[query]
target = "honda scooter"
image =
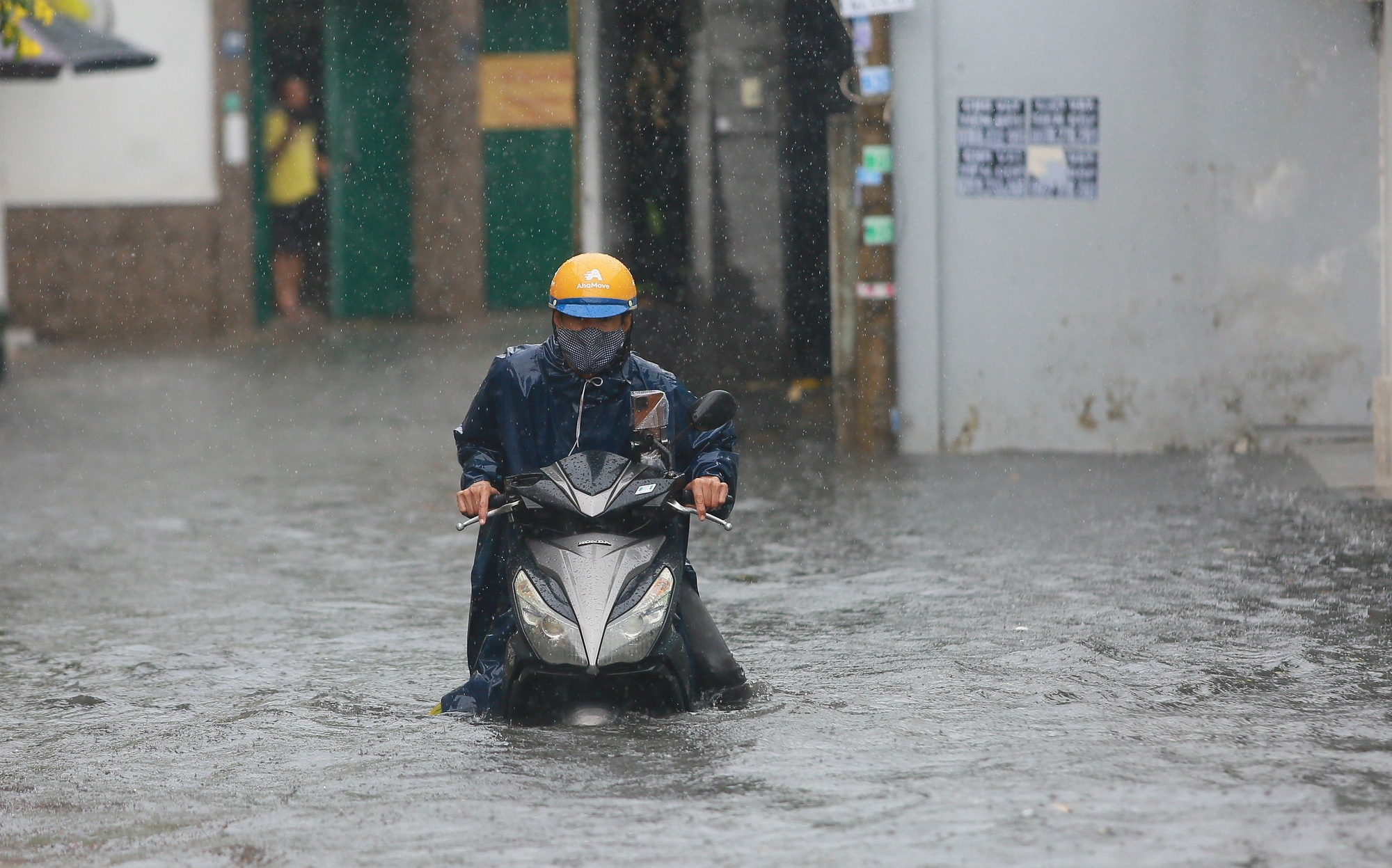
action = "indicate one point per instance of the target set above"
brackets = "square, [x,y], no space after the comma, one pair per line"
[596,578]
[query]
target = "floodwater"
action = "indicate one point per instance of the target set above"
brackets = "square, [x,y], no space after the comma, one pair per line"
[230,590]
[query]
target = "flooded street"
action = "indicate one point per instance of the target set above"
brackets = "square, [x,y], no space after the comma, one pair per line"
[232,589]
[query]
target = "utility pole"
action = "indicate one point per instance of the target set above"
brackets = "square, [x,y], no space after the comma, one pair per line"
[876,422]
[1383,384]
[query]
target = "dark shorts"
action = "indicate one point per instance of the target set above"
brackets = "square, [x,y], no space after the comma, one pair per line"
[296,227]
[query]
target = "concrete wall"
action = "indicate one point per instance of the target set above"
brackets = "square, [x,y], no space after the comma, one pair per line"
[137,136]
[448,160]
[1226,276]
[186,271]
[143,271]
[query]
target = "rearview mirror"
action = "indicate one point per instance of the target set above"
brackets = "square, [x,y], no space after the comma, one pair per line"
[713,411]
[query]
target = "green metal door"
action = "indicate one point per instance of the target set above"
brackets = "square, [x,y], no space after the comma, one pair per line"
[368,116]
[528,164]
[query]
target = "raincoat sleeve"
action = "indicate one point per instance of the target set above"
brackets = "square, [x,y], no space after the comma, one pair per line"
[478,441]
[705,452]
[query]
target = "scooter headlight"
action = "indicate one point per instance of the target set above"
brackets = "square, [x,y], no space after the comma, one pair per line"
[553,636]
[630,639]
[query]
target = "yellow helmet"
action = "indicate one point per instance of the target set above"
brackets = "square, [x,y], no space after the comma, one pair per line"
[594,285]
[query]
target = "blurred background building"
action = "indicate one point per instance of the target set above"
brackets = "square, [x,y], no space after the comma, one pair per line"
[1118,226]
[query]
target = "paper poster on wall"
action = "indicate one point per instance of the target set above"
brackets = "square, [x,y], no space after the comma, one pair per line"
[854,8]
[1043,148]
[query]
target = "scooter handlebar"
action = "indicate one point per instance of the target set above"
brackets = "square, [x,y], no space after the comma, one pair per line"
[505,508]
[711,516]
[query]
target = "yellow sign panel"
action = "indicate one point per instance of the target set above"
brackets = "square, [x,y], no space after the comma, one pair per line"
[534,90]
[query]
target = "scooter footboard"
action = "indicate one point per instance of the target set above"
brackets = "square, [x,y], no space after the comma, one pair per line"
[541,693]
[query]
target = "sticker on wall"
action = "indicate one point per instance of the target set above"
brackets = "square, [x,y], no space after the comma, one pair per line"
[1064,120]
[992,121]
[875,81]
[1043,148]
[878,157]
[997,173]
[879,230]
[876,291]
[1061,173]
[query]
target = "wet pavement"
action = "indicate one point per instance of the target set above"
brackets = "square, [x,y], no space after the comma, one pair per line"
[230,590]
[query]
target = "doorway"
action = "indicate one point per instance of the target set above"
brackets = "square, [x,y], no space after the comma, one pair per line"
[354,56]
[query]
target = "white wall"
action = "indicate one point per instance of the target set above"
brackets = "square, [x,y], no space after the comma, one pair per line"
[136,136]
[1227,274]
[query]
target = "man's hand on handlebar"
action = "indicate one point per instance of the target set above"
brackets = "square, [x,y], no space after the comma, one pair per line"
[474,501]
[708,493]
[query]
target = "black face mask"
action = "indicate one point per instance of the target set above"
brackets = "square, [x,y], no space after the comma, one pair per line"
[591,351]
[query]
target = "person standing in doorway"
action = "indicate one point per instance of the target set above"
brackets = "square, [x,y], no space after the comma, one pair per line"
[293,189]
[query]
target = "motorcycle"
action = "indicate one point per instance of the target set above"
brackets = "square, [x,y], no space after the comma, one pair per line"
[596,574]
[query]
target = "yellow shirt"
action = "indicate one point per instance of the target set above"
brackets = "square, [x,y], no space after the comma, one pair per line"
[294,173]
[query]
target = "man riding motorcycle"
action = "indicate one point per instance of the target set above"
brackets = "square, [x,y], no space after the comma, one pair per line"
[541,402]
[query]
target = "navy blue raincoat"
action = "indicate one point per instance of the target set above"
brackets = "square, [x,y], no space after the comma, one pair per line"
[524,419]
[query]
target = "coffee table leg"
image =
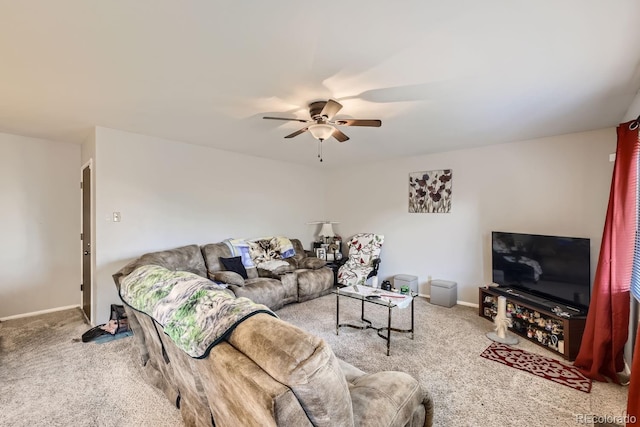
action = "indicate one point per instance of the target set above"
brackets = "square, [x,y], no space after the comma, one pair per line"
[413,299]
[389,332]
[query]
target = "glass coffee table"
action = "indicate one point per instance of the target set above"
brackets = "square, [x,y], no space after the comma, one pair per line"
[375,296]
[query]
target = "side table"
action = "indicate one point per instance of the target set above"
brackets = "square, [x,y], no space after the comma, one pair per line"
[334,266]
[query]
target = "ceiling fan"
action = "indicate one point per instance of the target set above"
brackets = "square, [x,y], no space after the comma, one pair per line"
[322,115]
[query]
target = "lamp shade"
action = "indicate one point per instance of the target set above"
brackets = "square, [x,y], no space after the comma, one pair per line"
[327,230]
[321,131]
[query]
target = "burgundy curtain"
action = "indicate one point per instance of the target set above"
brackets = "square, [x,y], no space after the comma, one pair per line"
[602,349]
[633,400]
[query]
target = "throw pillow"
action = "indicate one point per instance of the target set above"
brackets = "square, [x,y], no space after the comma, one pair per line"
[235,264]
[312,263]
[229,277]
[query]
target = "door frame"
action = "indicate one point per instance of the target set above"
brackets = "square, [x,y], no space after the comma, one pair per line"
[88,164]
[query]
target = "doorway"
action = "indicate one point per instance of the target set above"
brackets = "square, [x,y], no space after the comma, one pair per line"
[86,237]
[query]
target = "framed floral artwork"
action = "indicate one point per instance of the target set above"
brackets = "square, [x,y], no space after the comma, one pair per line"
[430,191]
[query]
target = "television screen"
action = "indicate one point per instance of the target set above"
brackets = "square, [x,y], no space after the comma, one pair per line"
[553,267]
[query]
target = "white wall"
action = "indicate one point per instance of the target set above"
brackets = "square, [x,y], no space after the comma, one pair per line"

·····

DO THIS: Go back to the records above and write them out exactly, without the pictures.

WRITTEN SOLUTION:
[query]
target = "honda scooter"
image =
action = "indicate one point per instance of the target set above"
brackets = "square, [x,y], no space after the comma, one pair per line"
[596,578]
[query]
target = "floodwater"
action = "indicate one point per instance of the target set above"
brackets = "square, [x,y], no space after the comma, one pair per line"
[230,590]
[query]
target = "flooded street"
action = "indicate one point per instance of the target set above"
brackets = "square, [x,y], no space after the comma, one pair per line"
[232,589]
[query]
target = "utility pole"
action = "indicate one point per instance of the target set above"
brackets = "square, [x,y], no space after the comma, one pair per line"
[876,422]
[1383,384]
[query]
target = "dark shorts"
action = "indicate one point per instance of the target set above"
brackets = "square, [x,y], no space after the comma, one pair per line"
[296,227]
[query]
target = "concrete wall"
action = "indicate one point per instance of the target set above"
brackets = "square, [x,y], no space after the comma, one pair per line"
[137,136]
[448,160]
[1226,276]
[186,271]
[143,271]
[query]
target = "rearview mirror"
action = "indicate one point per instance of the target set above"
brackets = "square, [x,y], no space after the comma, one pair per line"
[713,411]
[query]
target = "green metal door"
action = "indicate one point per instance of the target set above"
brackets = "square, [x,y], no space after the comma, one pair per line"
[368,116]
[528,164]
[query]
target = "raincoat sleeve"
action = "indicate one point per instance of the target set above"
brackets = "square, [x,y], no space after the comma, one pair per line"
[478,441]
[705,452]
[query]
target = "scooter headlight"
action = "indicate one point per instance of the target set above"
brackets = "square, [x,y], no space after the comma, one pair per line"
[553,636]
[630,639]
[query]
target = "yellow helmet"
action = "indicate one point per instance of the target set above"
brackets = "square, [x,y], no space after the comma, one pair per line"
[594,285]
[query]
target = "blurred background building"
action = "indicate one point per instance of the target set above"
brackets = "square, [x,y], no space after the comma, one pair per line"
[1118,226]
[query]
target = "paper poster on wall"
action = "indicate one point per instance of the target set above"
brackets = "square, [x,y], no space after the comma, one pair per line"
[854,8]
[1043,148]
[query]
target = "scooter handlebar"
action = "indicate one point per instance of the target set above"
brackets = "square, [x,y], no space after the comma, one pair per line"
[505,508]
[711,516]
[query]
target = "yellow sign panel"
action = "indicate one point per instance of the target set above"
brackets = "square, [x,y], no space after the comma, one pair per line"
[534,90]
[query]
target = "scooter footboard"
action = "indicate one point per instance of the target set above"
brackets = "square, [x,y], no space after the comma, one pair per line"
[541,693]
[query]
target = "sticker on wall"
action = "indicate one point per instance of the target set above"
brackets = "square, [x,y], no space after the comma, one pair per line"
[1064,120]
[992,121]
[875,81]
[1043,148]
[878,157]
[997,173]
[879,230]
[876,291]
[1061,173]
[query]
target = "wet pavement"
action = "indicate one point per instance of the target set above"
brackets = "square, [x,y], no space after the comma, one pair per line"
[230,590]
[query]
target = "doorway"
action = "indicate one point per instance of the target set above"
brackets = "square, [x,y], no space after the comma, one pair per line"
[354,56]
[query]
target = "white wall"
action = "indicate one point per instance of the target set above"
brackets = "square, [x,y], no space after the comma, one pair per line"
[136,136]
[1227,274]
[query]
target = "man's hand on handlebar"
action = "indicate one point per instance of the target set above"
brackets = "square, [x,y], no space after the comma, one pair per line"
[474,501]
[708,493]
[query]
target = "black face mask"
action = "indicate one point per instance of the target set above"
brackets = "square, [x,y], no space after the comma, one pair per line"
[591,351]
[query]
target = "person standing in doorway"
action = "indicate one point per instance of the target set above"
brackets = "square, [x,y], no space after the comma, one pair per line"
[293,189]
[query]
target = "motorcycle"
action = "indicate one point per instance of the target set above"
brackets = "square, [x,y], no space after the comma, one pair per line"
[596,574]
[query]
target = "yellow shirt"
action = "indicate one point per instance of the target set above"
brackets = "square, [x,y], no space after the comma, one pair per line"
[294,173]
[query]
target = "man riding motorcycle"
action = "indicate one point per instance of the target set above"
brackets = "square, [x,y], no space after the comma, one pair per line"
[541,402]
[query]
target = "navy blue raincoat"
action = "indicate one point per instance of the target set above"
brackets = "square, [x,y], no space after the comma, one pair per line"
[524,419]
[query]
target = "coffee table leg"
image =
action = "indicate one point per instance of the target set above"
brackets = "square, [x,y], no space after the comma, one pair per line"
[413,299]
[389,332]
[query]
target = "glass coffee table"
action = "indicate one point per instance of the target set above"
brackets = "square, [x,y], no space after the comma, one pair per line"
[375,296]
[query]
target = "side table"
action = "indicate one point per instance of the target set above"
brackets = "square, [x,y], no space after the comma, one pair per line"
[334,266]
[query]
target = "ceiling fan"
action = "indicate one point per instance of the target set above"
brackets = "square, [x,y], no space after the comma, one pair per line"
[322,115]
[query]
target = "lamp shade"
action = "indicate one point per instance of the target set above"
brackets = "square, [x,y], no space after the comma, one pair per line"
[327,230]
[321,131]
[query]
target = "burgundy curtain"
action = "indicate one point per instance of the target set above"
brackets = "square, [x,y], no space after the comma, one pair per line"
[602,349]
[633,400]
[query]
target = "throw pillow"
action = "indicate one point per instance of the target set above"
brackets = "square, [x,y], no space after the comma, one pair per line"
[235,264]
[312,263]
[229,277]
[query]
target = "door frame"
action = "indicate one point per instance of the target set above"
brackets = "square, [x,y], no space after the comma, one pair per line"
[88,164]
[query]
target = "doorway"
action = "indicate one point per instance of the target set above"
brackets = "square, [x,y], no space after the comma, one pair per line"
[86,237]
[query]
target = "framed floral artwork"
action = "indicate one point per instance of the target set above"
brackets = "square, [x,y], no space after the comma, one pair per line"
[430,191]
[query]
target = "television screen"
action = "indicate one point per instance of the target set above"
brackets = "square, [x,y], no space after the comma, one pair per line"
[553,267]
[query]
target = "white wall"
action = "indicate one point per instance of the target set above"
brackets = "square, [x,y], no space after the comma, one pair per line"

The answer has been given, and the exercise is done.